• _Stated exercise 1_: In the passage on indexes over encrypted columns, what is an index on a column that uses deterministic encryption sorted by?

• _Article_:
To ensure an index on a column that is encrypted using randomized encryption doesn't leak sensitive data, the key values in the index data structure (B-tree) are encrypted and sorted based on their plaintext values. Sorting by the plaintext value is also useful for processing queries inside the enclave. When the query executor in the Database Engine uses an index on an encrypted column for computations inside the enclave, it searches the index to look up specific values stored in the column. Each search might involve multiple comparisons. The query executor delegates each comparison to the enclave, which decrypts a value stored in the column and the encrypted index key value to be compared, it performs the comparison on plaintext and it returns the result of the comparison to the executor.
Creating indexes on columns that use randomized encryption and aren't enclave-enabled remains unsupported.
An index on a column using deterministic encryption is sorted based on ciphertext (not plaintext), regardless if the column is enclave-enabled or not.
For more information, see Create and use indexes on columns using Always Encrypted with secure enclaves. For general information on how indexing in Database Engine works, see the article, Clustered and Nonclustered Indexes Described.
If an instance of SQL Server fails, its databases might be left in a state where the data files might contain some modifications from incomplete transactions. When the instance is started, it runs a process called database recovery, which involves rolling back every incomplete transaction found in the transaction log to make sure the integrity of the database is preserved. If an incomplete transaction made any changes to an index, those changes also need to be undone. For example, some key values in the index might need to be removed or reinserted.
Important
Microsoft strongly recommends enabling Accelerated database recovery (ADR) for your database, before creating the first index on an enclave-enabled column encrypted with randomized encryption. ADR is enabled by default in Azure SQL Database and Azure SQL Managed Instance. ADR is available but not enabled by default in SQL Server 2019 (15.x) and later.

• _Dataset records_:
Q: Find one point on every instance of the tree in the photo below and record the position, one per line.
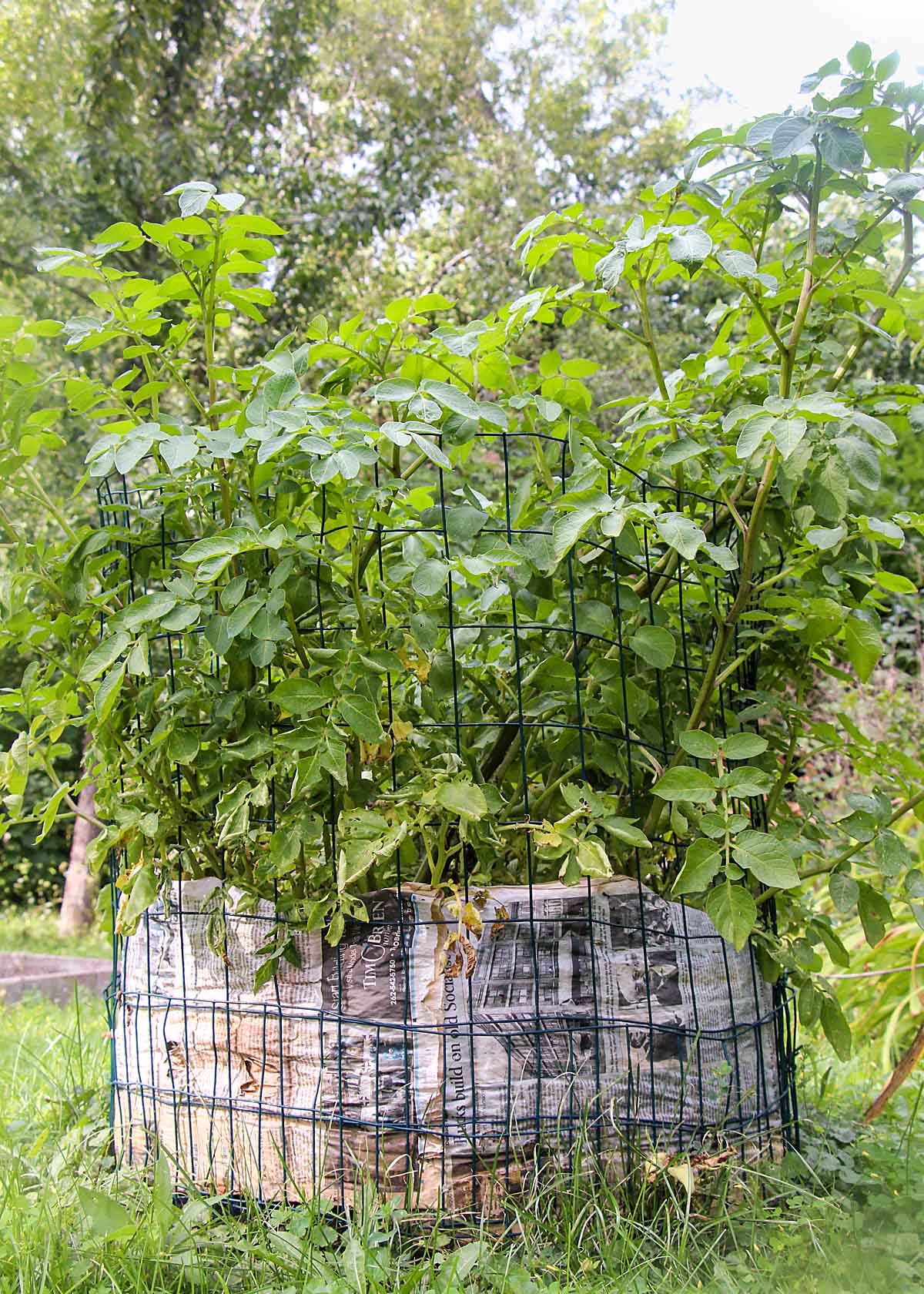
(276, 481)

* * *

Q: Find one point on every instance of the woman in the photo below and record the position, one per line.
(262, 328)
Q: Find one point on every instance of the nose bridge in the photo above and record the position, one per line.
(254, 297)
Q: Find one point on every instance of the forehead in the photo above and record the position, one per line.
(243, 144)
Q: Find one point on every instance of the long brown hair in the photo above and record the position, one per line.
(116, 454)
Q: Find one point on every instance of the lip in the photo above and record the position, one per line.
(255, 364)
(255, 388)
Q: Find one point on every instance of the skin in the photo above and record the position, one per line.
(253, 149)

• _Stated exercise 2_: Pick out every line of the rows that contains the word "instance".

• _Right answer 1_: It is sorted by ciphertext, not plaintext, whether or not the column is enclave-enabled.

• _Right answer 2_:
Q: Find one point on every instance of the tree in the photo below and record the position, one per line.
Q: Find one point on every instance of the woman in the photo below and record the position, one per line.
Q: Find one point on every instance of the nose bridge in the photo above and record the position, one per line.
Q: Find one point on every instance of the forehead in the photo above and record the position, one per line.
Q: Find one point on every instance of the long brown hair in the photo above and record the position, one per line.
Q: Find one point on every instance of the lip in the photo above and record the position, one per line.
Q: Find one point on every instance of the skin in the photo above and record the position, one per line.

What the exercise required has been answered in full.